> INSTRUCTION 1
Answer these questions about the blog post.
(a) What does the writer say they enjoy while having small talks?
(b) How many people does the writer say have ever been so important to them in their heart?
(c) What single word does the writer use to describe their heart?

> PAGE TEXT
Saturday, November 04, 2006
Heart matters. Or maybe it doesn't?
Some small talks with jun and boon and cck at different times? Small talks. How nice and wonderful it's juz to talk and relax, enjoying a mug of beer. Retired lifestyle. Never liked to go into detail about my love life in conversations, maybe coz I don't wanna get into that sensitive side of me nor do I wanna feel the emotions. Maybe I'll juz write it out? Lol. Let things out befor I fly to Aust.
I can only describe my heart as...undecided. Undecided between searching for an idealistically unrealistic person or to juz let everything settle down, let all emotions cool down like now and not desire so much for love? If I were to choose, I believe the latter is the better option. Maybe it's like what boon said about being cursed after the first relationship but I'll accept it coz I was young and hot-blooded then, having rushed into committing to a relationship where I can't give much. I accept it as my fault to have hurt another person due to the reckless move. Maybe that's why I've been punished to experience the bad side of love.
Frankly speaking, only 2 person have ever been so important to me in my heart. I never really allowed my heart to ever fall so deeply for another person ever since coz I know, I'll take a long long time to recover if I did and nothing comes out of it. These 2 hall of fame holders, juz name them A and V. Haha, only a handful know who they are. =/ A. Someone like jun said, is beautiful, nice, kind, caring...all those qualities of an ideal partner that a man can ever dream off. She's still, up till now, the most perfect woman I've ever met. Perhaps I've only seen the good side of her and not much of the negative ones but yup, she's near perfect. The only thing that I ever regretted was to confess about my feelings for her. Maybe if I took things slowly and got to know her better, I would have a better chance? Nah, even if I did, I would have backed out. HAha. I've nothing to offer to her. Or not much. She really deserves a much much better man to love and look after her. Still, gotta thank her for that wonderful evening as my date. She's really gorgous and I almost needed to see the doctor to fix back my jaws! =P It's indeed a wonderful memory. If the tides were to change and the seasons would re-arrange, one thing will still remain. One thing that started ever since sec 3. Haha. =)

(Data listing)
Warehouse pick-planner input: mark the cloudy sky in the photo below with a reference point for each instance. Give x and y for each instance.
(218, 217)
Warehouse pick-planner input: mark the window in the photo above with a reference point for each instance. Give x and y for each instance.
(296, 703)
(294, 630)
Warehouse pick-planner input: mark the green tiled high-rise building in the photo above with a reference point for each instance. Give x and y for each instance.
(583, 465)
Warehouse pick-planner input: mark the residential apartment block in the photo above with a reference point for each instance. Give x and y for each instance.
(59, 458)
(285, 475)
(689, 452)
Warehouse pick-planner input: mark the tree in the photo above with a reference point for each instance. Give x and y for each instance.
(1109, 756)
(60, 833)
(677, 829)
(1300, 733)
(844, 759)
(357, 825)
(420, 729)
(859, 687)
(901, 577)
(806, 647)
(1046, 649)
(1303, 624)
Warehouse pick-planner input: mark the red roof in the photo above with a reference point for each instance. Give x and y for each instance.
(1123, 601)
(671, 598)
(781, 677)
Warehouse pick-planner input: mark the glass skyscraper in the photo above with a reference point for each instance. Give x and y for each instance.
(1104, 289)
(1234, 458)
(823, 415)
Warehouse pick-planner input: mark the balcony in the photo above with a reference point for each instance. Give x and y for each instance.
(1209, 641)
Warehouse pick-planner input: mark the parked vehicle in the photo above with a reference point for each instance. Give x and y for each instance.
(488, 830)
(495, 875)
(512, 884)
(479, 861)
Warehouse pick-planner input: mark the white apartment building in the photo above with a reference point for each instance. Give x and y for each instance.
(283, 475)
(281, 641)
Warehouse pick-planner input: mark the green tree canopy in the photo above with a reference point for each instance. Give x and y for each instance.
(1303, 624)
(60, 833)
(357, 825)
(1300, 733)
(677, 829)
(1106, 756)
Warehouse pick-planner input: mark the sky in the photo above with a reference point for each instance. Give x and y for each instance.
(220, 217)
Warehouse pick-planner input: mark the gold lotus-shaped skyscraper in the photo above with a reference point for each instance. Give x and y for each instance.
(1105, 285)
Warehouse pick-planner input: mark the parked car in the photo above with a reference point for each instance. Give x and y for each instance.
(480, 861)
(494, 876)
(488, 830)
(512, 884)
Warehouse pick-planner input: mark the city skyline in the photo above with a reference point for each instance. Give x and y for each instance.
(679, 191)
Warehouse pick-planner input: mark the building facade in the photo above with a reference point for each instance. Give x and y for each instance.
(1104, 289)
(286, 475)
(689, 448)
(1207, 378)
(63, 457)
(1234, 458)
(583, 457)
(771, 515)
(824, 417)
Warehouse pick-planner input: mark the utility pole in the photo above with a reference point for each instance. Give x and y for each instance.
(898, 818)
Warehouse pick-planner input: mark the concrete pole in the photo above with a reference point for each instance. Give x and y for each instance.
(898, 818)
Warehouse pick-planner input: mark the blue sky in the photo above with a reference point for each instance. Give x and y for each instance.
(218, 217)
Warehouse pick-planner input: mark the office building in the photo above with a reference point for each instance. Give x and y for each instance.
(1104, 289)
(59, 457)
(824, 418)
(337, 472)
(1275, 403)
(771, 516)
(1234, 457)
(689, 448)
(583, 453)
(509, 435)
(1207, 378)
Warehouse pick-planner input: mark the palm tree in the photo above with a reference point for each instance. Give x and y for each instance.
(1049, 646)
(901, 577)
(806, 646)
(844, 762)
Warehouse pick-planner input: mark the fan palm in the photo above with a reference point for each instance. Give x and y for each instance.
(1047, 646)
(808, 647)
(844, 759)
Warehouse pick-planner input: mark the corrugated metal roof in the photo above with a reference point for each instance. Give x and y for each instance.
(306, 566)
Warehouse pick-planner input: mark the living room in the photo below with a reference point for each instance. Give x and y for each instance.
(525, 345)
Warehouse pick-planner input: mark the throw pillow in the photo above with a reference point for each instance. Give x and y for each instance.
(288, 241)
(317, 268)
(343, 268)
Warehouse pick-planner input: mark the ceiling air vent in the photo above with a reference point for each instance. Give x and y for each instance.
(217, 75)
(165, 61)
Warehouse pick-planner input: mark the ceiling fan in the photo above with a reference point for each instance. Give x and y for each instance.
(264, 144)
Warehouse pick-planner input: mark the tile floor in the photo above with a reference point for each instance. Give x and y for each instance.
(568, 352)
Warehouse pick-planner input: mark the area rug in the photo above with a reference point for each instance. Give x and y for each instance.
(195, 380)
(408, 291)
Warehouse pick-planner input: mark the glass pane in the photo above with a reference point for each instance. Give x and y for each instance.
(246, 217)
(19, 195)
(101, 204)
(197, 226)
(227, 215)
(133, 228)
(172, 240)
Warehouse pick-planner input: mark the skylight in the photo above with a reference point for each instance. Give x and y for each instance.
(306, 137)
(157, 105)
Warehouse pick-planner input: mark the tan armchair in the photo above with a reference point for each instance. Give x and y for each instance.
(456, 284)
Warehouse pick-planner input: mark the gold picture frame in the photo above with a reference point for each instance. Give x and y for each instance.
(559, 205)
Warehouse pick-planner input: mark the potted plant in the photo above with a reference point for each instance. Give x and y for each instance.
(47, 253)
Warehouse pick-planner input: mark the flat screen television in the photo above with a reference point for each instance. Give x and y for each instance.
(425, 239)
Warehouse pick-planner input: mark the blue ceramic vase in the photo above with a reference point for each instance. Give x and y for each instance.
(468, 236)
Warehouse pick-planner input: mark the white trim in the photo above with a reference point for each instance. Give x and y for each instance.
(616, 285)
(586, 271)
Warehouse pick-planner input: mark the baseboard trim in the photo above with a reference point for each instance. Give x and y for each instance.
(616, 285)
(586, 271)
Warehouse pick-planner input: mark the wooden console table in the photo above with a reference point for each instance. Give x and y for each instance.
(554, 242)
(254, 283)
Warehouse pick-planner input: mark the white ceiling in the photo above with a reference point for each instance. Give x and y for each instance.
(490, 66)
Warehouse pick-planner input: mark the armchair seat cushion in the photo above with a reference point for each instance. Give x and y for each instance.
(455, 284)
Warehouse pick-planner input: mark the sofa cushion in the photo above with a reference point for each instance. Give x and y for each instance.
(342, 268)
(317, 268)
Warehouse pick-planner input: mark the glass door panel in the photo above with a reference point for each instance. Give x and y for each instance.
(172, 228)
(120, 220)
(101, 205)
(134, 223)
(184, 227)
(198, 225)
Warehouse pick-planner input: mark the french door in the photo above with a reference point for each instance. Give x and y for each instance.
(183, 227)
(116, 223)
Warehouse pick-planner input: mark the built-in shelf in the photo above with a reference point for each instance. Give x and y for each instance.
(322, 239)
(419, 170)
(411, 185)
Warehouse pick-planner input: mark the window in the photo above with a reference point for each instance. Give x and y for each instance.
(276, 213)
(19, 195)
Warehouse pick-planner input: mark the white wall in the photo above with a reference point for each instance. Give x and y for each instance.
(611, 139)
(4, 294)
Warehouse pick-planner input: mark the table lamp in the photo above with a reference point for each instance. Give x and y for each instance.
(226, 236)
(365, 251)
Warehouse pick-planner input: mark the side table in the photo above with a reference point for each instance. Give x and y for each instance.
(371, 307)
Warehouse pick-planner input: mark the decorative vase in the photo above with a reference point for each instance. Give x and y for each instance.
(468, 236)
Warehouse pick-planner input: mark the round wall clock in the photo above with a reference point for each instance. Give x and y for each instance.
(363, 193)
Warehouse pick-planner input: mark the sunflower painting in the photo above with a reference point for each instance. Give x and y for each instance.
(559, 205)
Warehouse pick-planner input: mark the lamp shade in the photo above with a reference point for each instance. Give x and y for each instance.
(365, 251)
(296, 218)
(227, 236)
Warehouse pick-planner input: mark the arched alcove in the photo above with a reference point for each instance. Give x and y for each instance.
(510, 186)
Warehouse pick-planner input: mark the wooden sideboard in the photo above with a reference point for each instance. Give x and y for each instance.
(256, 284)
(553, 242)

> INSTRUCTION 2
Count the lines of the rows above that contain the string "wall", matching case exactly. Give only the number.

> EXPECTED ANSWER 1
(a) A mug of beer.
(b) Two, named A and V.
(c) Undecided.

> EXPECTED ANSWER 2
2